§ WHAT YOU SHOULD DO
Only a number is wanted here. Tally the lines of the data that contain "cloud".

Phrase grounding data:

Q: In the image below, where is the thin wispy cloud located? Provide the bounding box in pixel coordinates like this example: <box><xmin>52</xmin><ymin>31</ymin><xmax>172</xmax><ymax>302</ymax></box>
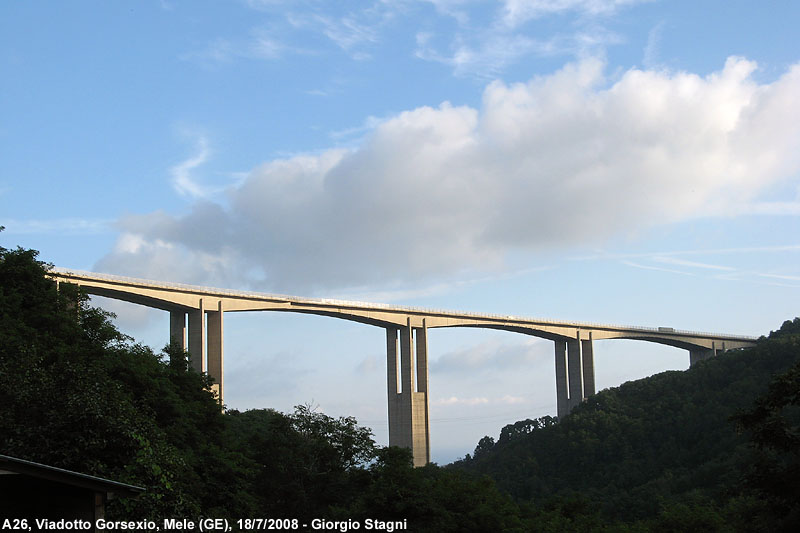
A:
<box><xmin>621</xmin><ymin>254</ymin><xmax>800</xmax><ymax>290</ymax></box>
<box><xmin>416</xmin><ymin>31</ymin><xmax>560</xmax><ymax>79</ymax></box>
<box><xmin>501</xmin><ymin>0</ymin><xmax>653</xmax><ymax>27</ymax></box>
<box><xmin>413</xmin><ymin>0</ymin><xmax>647</xmax><ymax>78</ymax></box>
<box><xmin>318</xmin><ymin>14</ymin><xmax>379</xmax><ymax>54</ymax></box>
<box><xmin>171</xmin><ymin>135</ymin><xmax>212</xmax><ymax>199</ymax></box>
<box><xmin>643</xmin><ymin>20</ymin><xmax>665</xmax><ymax>68</ymax></box>
<box><xmin>2</xmin><ymin>218</ymin><xmax>113</xmax><ymax>235</ymax></box>
<box><xmin>285</xmin><ymin>5</ymin><xmax>391</xmax><ymax>60</ymax></box>
<box><xmin>575</xmin><ymin>244</ymin><xmax>800</xmax><ymax>262</ymax></box>
<box><xmin>208</xmin><ymin>0</ymin><xmax>650</xmax><ymax>78</ymax></box>
<box><xmin>423</xmin><ymin>0</ymin><xmax>473</xmax><ymax>25</ymax></box>
<box><xmin>337</xmin><ymin>265</ymin><xmax>553</xmax><ymax>304</ymax></box>
<box><xmin>182</xmin><ymin>31</ymin><xmax>288</xmax><ymax>65</ymax></box>
<box><xmin>329</xmin><ymin>115</ymin><xmax>386</xmax><ymax>142</ymax></box>
<box><xmin>432</xmin><ymin>338</ymin><xmax>550</xmax><ymax>375</ymax></box>
<box><xmin>355</xmin><ymin>354</ymin><xmax>381</xmax><ymax>374</ymax></box>
<box><xmin>653</xmin><ymin>256</ymin><xmax>736</xmax><ymax>272</ymax></box>
<box><xmin>622</xmin><ymin>260</ymin><xmax>693</xmax><ymax>276</ymax></box>
<box><xmin>434</xmin><ymin>396</ymin><xmax>489</xmax><ymax>406</ymax></box>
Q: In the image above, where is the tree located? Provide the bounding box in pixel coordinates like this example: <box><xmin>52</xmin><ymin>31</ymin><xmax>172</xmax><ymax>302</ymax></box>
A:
<box><xmin>0</xmin><ymin>243</ymin><xmax>227</xmax><ymax>518</ymax></box>
<box><xmin>732</xmin><ymin>346</ymin><xmax>800</xmax><ymax>532</ymax></box>
<box><xmin>473</xmin><ymin>436</ymin><xmax>495</xmax><ymax>458</ymax></box>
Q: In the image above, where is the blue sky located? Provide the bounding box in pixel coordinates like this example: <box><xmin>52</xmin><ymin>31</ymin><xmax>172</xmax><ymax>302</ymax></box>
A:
<box><xmin>2</xmin><ymin>0</ymin><xmax>799</xmax><ymax>463</ymax></box>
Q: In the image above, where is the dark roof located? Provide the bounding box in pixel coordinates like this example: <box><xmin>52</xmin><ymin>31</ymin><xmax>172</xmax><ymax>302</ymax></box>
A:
<box><xmin>0</xmin><ymin>454</ymin><xmax>145</xmax><ymax>497</ymax></box>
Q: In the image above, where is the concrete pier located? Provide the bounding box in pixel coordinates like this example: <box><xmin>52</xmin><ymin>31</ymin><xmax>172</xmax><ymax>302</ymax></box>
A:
<box><xmin>582</xmin><ymin>336</ymin><xmax>595</xmax><ymax>398</ymax></box>
<box><xmin>169</xmin><ymin>302</ymin><xmax>223</xmax><ymax>402</ymax></box>
<box><xmin>554</xmin><ymin>340</ymin><xmax>569</xmax><ymax>418</ymax></box>
<box><xmin>207</xmin><ymin>301</ymin><xmax>224</xmax><ymax>401</ymax></box>
<box><xmin>689</xmin><ymin>340</ymin><xmax>726</xmax><ymax>366</ymax></box>
<box><xmin>555</xmin><ymin>333</ymin><xmax>596</xmax><ymax>418</ymax></box>
<box><xmin>169</xmin><ymin>310</ymin><xmax>187</xmax><ymax>351</ymax></box>
<box><xmin>188</xmin><ymin>299</ymin><xmax>206</xmax><ymax>373</ymax></box>
<box><xmin>567</xmin><ymin>339</ymin><xmax>584</xmax><ymax>412</ymax></box>
<box><xmin>386</xmin><ymin>319</ymin><xmax>430</xmax><ymax>467</ymax></box>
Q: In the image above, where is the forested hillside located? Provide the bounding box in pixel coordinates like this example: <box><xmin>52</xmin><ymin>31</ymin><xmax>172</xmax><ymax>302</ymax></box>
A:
<box><xmin>454</xmin><ymin>319</ymin><xmax>800</xmax><ymax>531</ymax></box>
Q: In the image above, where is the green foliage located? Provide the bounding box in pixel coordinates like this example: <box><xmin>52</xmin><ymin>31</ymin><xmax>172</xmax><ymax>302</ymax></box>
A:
<box><xmin>455</xmin><ymin>322</ymin><xmax>800</xmax><ymax>531</ymax></box>
<box><xmin>0</xmin><ymin>244</ymin><xmax>257</xmax><ymax>517</ymax></box>
<box><xmin>731</xmin><ymin>342</ymin><xmax>800</xmax><ymax>532</ymax></box>
<box><xmin>339</xmin><ymin>447</ymin><xmax>528</xmax><ymax>532</ymax></box>
<box><xmin>769</xmin><ymin>317</ymin><xmax>800</xmax><ymax>339</ymax></box>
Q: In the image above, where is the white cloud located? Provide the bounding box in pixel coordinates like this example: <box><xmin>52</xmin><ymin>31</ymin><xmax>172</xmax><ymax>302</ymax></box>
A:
<box><xmin>413</xmin><ymin>0</ymin><xmax>647</xmax><ymax>78</ymax></box>
<box><xmin>502</xmin><ymin>0</ymin><xmax>652</xmax><ymax>27</ymax></box>
<box><xmin>642</xmin><ymin>20</ymin><xmax>665</xmax><ymax>68</ymax></box>
<box><xmin>182</xmin><ymin>27</ymin><xmax>289</xmax><ymax>66</ymax></box>
<box><xmin>621</xmin><ymin>260</ymin><xmax>692</xmax><ymax>276</ymax></box>
<box><xmin>416</xmin><ymin>31</ymin><xmax>561</xmax><ymax>79</ymax></box>
<box><xmin>653</xmin><ymin>256</ymin><xmax>736</xmax><ymax>272</ymax></box>
<box><xmin>285</xmin><ymin>5</ymin><xmax>392</xmax><ymax>60</ymax></box>
<box><xmin>422</xmin><ymin>0</ymin><xmax>473</xmax><ymax>25</ymax></box>
<box><xmin>758</xmin><ymin>273</ymin><xmax>800</xmax><ymax>282</ymax></box>
<box><xmin>356</xmin><ymin>354</ymin><xmax>381</xmax><ymax>374</ymax></box>
<box><xmin>98</xmin><ymin>58</ymin><xmax>800</xmax><ymax>293</ymax></box>
<box><xmin>432</xmin><ymin>394</ymin><xmax>529</xmax><ymax>407</ymax></box>
<box><xmin>574</xmin><ymin>244</ymin><xmax>800</xmax><ymax>262</ymax></box>
<box><xmin>432</xmin><ymin>338</ymin><xmax>550</xmax><ymax>374</ymax></box>
<box><xmin>250</xmin><ymin>31</ymin><xmax>284</xmax><ymax>59</ymax></box>
<box><xmin>89</xmin><ymin>296</ymin><xmax>162</xmax><ymax>332</ymax></box>
<box><xmin>171</xmin><ymin>135</ymin><xmax>212</xmax><ymax>198</ymax></box>
<box><xmin>435</xmin><ymin>396</ymin><xmax>490</xmax><ymax>406</ymax></box>
<box><xmin>498</xmin><ymin>394</ymin><xmax>526</xmax><ymax>404</ymax></box>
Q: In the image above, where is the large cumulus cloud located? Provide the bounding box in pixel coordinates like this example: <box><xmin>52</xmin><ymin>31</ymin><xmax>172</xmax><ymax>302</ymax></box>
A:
<box><xmin>97</xmin><ymin>57</ymin><xmax>800</xmax><ymax>292</ymax></box>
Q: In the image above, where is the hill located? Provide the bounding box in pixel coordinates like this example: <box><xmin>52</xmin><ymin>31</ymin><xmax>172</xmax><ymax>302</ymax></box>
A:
<box><xmin>452</xmin><ymin>319</ymin><xmax>800</xmax><ymax>531</ymax></box>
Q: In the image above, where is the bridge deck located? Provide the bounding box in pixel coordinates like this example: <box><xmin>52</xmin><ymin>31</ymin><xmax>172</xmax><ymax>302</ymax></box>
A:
<box><xmin>49</xmin><ymin>267</ymin><xmax>757</xmax><ymax>348</ymax></box>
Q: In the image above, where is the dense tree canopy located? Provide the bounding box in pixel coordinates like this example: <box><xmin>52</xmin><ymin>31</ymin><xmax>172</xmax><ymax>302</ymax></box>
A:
<box><xmin>454</xmin><ymin>320</ymin><xmax>800</xmax><ymax>531</ymax></box>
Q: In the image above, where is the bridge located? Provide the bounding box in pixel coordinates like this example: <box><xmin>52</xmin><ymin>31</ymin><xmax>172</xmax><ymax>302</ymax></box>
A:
<box><xmin>49</xmin><ymin>268</ymin><xmax>759</xmax><ymax>467</ymax></box>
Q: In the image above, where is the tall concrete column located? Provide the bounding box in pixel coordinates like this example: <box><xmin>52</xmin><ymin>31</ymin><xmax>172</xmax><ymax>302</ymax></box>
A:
<box><xmin>386</xmin><ymin>327</ymin><xmax>405</xmax><ymax>451</ymax></box>
<box><xmin>554</xmin><ymin>340</ymin><xmax>569</xmax><ymax>419</ymax></box>
<box><xmin>207</xmin><ymin>301</ymin><xmax>224</xmax><ymax>404</ymax></box>
<box><xmin>169</xmin><ymin>311</ymin><xmax>187</xmax><ymax>351</ymax></box>
<box><xmin>400</xmin><ymin>320</ymin><xmax>415</xmax><ymax>394</ymax></box>
<box><xmin>567</xmin><ymin>339</ymin><xmax>584</xmax><ymax>412</ymax></box>
<box><xmin>387</xmin><ymin>328</ymin><xmax>399</xmax><ymax>396</ymax></box>
<box><xmin>556</xmin><ymin>334</ymin><xmax>595</xmax><ymax>417</ymax></box>
<box><xmin>581</xmin><ymin>334</ymin><xmax>595</xmax><ymax>398</ymax></box>
<box><xmin>415</xmin><ymin>319</ymin><xmax>429</xmax><ymax>395</ymax></box>
<box><xmin>413</xmin><ymin>321</ymin><xmax>430</xmax><ymax>466</ymax></box>
<box><xmin>188</xmin><ymin>298</ymin><xmax>206</xmax><ymax>373</ymax></box>
<box><xmin>386</xmin><ymin>319</ymin><xmax>430</xmax><ymax>467</ymax></box>
<box><xmin>387</xmin><ymin>327</ymin><xmax>400</xmax><ymax>456</ymax></box>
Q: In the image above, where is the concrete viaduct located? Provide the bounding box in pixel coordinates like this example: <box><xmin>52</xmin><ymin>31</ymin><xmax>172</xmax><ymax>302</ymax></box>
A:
<box><xmin>49</xmin><ymin>268</ymin><xmax>758</xmax><ymax>467</ymax></box>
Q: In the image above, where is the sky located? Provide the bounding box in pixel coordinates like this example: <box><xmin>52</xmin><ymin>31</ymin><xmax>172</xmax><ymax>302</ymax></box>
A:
<box><xmin>2</xmin><ymin>0</ymin><xmax>800</xmax><ymax>463</ymax></box>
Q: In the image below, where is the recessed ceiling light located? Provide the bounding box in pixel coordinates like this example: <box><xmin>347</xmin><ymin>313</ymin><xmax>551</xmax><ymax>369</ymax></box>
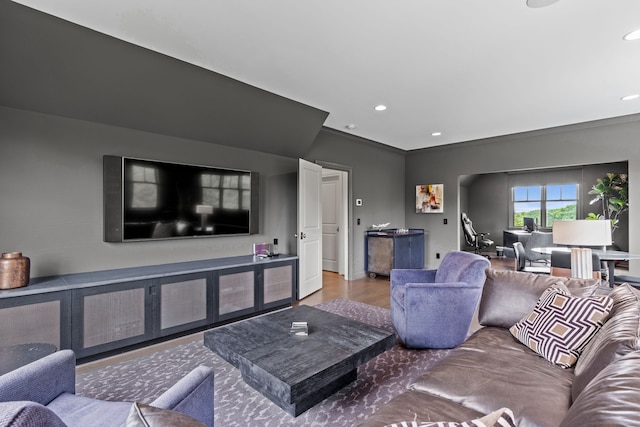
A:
<box><xmin>623</xmin><ymin>29</ymin><xmax>640</xmax><ymax>41</ymax></box>
<box><xmin>526</xmin><ymin>0</ymin><xmax>560</xmax><ymax>8</ymax></box>
<box><xmin>621</xmin><ymin>94</ymin><xmax>640</xmax><ymax>101</ymax></box>
<box><xmin>345</xmin><ymin>124</ymin><xmax>357</xmax><ymax>130</ymax></box>
<box><xmin>374</xmin><ymin>105</ymin><xmax>387</xmax><ymax>112</ymax></box>
<box><xmin>431</xmin><ymin>132</ymin><xmax>442</xmax><ymax>136</ymax></box>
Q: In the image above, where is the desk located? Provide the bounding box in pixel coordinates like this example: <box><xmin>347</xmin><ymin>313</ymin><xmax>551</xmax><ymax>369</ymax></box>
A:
<box><xmin>503</xmin><ymin>230</ymin><xmax>531</xmax><ymax>248</ymax></box>
<box><xmin>534</xmin><ymin>247</ymin><xmax>640</xmax><ymax>287</ymax></box>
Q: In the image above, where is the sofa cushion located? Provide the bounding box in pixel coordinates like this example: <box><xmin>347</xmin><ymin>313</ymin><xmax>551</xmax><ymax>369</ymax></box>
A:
<box><xmin>409</xmin><ymin>327</ymin><xmax>574</xmax><ymax>427</ymax></box>
<box><xmin>560</xmin><ymin>351</ymin><xmax>640</xmax><ymax>427</ymax></box>
<box><xmin>0</xmin><ymin>401</ymin><xmax>67</xmax><ymax>427</ymax></box>
<box><xmin>510</xmin><ymin>284</ymin><xmax>613</xmax><ymax>368</ymax></box>
<box><xmin>571</xmin><ymin>283</ymin><xmax>640</xmax><ymax>400</ymax></box>
<box><xmin>125</xmin><ymin>402</ymin><xmax>206</xmax><ymax>427</ymax></box>
<box><xmin>383</xmin><ymin>407</ymin><xmax>516</xmax><ymax>427</ymax></box>
<box><xmin>478</xmin><ymin>269</ymin><xmax>601</xmax><ymax>328</ymax></box>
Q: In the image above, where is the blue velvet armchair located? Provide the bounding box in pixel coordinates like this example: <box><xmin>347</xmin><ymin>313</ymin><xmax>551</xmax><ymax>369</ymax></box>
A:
<box><xmin>0</xmin><ymin>349</ymin><xmax>214</xmax><ymax>427</ymax></box>
<box><xmin>390</xmin><ymin>251</ymin><xmax>491</xmax><ymax>349</ymax></box>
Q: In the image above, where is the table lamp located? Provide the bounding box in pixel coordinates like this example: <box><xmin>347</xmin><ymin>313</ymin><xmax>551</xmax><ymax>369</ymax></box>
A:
<box><xmin>552</xmin><ymin>220</ymin><xmax>612</xmax><ymax>279</ymax></box>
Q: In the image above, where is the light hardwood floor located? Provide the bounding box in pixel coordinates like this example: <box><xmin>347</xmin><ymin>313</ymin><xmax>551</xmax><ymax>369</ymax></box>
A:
<box><xmin>294</xmin><ymin>271</ymin><xmax>392</xmax><ymax>309</ymax></box>
<box><xmin>302</xmin><ymin>254</ymin><xmax>513</xmax><ymax>309</ymax></box>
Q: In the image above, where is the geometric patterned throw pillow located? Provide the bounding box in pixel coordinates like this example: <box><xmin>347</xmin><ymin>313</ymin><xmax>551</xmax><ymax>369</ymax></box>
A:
<box><xmin>383</xmin><ymin>407</ymin><xmax>516</xmax><ymax>427</ymax></box>
<box><xmin>510</xmin><ymin>284</ymin><xmax>613</xmax><ymax>368</ymax></box>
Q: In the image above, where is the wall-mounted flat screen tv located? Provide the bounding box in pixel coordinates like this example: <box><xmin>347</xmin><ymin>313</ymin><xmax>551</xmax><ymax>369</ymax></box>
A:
<box><xmin>104</xmin><ymin>156</ymin><xmax>259</xmax><ymax>242</ymax></box>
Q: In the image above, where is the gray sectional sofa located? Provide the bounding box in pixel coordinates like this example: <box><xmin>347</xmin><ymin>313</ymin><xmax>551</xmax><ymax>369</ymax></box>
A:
<box><xmin>361</xmin><ymin>269</ymin><xmax>640</xmax><ymax>427</ymax></box>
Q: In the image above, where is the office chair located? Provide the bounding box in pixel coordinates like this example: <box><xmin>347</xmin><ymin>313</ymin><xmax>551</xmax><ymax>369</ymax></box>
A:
<box><xmin>513</xmin><ymin>242</ymin><xmax>550</xmax><ymax>274</ymax></box>
<box><xmin>523</xmin><ymin>231</ymin><xmax>553</xmax><ymax>266</ymax></box>
<box><xmin>460</xmin><ymin>212</ymin><xmax>494</xmax><ymax>259</ymax></box>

§ THE COMPLETED TASK
3